### Consigne de travail
Dans l'extrait choisi, quel est le nom de la souris qui conçoit les maisons dans l'album pour enfants ?

### Extrait choisi
La tourelle du hibou

 Ondine Frager

Le temps passe, madame. Et bientôt ce que nous sommes ne sera plus qu'un souvenir qui s'efface. Comment conjurer l'impression vertigineuse que la vie nous traverse sans que nous ayons prise sur elle, ni sur nous-même ?

Enfant, j'avais songé à transformer la face du monde ; la tâche m'ayant effrayée, j'ai préféré une autre mer à boire – la mer des livres.

Lire, l'antidote au temps.

Ce soir, alors que les feuilles de tilleul rabougrissent au fond de ma tasse, je suis le fil de mes souvenirs de lecture. Dans la pénombre d'une petite pièce aux tentures rouges, au son de la musique malienne lancinante et paisible, je rencontre des livres compagnons, sans lesquels je ne parlerais pas à la même personne, lorsque je parle seule.

Du plus loin qu'il me revienne l'ombre de mes amours anciennes... Je revois les maisons de Dame-Souris. Ce charmant album destiné aux enfants et prisé des architectes en quête d'inspiration, expose les créations architecturales - des maisons individuelles adaptées au client - d'Héloïse la souris. On y admire le château du cochon, l'antre du renard, la maisonnette de l'ours, la villa souterraine de la truite, et tant d'autres.

### Corpus à étudier
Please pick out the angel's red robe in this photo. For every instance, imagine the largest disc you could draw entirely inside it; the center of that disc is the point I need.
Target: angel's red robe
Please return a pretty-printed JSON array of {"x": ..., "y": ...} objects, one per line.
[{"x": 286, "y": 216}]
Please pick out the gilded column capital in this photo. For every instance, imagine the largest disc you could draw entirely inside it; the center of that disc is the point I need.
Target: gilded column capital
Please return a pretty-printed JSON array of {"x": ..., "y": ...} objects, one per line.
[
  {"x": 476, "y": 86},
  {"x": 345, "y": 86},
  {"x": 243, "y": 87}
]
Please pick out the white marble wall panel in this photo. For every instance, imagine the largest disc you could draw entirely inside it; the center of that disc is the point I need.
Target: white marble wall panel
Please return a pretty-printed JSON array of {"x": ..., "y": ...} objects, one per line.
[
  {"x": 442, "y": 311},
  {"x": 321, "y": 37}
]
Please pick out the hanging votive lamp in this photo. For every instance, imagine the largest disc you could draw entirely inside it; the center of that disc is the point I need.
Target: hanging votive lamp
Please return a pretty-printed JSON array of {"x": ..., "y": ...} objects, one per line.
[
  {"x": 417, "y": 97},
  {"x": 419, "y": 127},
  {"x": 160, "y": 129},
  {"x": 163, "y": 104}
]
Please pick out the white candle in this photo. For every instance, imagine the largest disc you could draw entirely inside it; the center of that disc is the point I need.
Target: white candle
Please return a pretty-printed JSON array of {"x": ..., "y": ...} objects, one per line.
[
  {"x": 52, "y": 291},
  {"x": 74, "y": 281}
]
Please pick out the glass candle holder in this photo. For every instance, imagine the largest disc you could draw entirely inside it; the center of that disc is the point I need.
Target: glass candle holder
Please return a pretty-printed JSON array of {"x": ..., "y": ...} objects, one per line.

### Réponse attendue
Héloïse.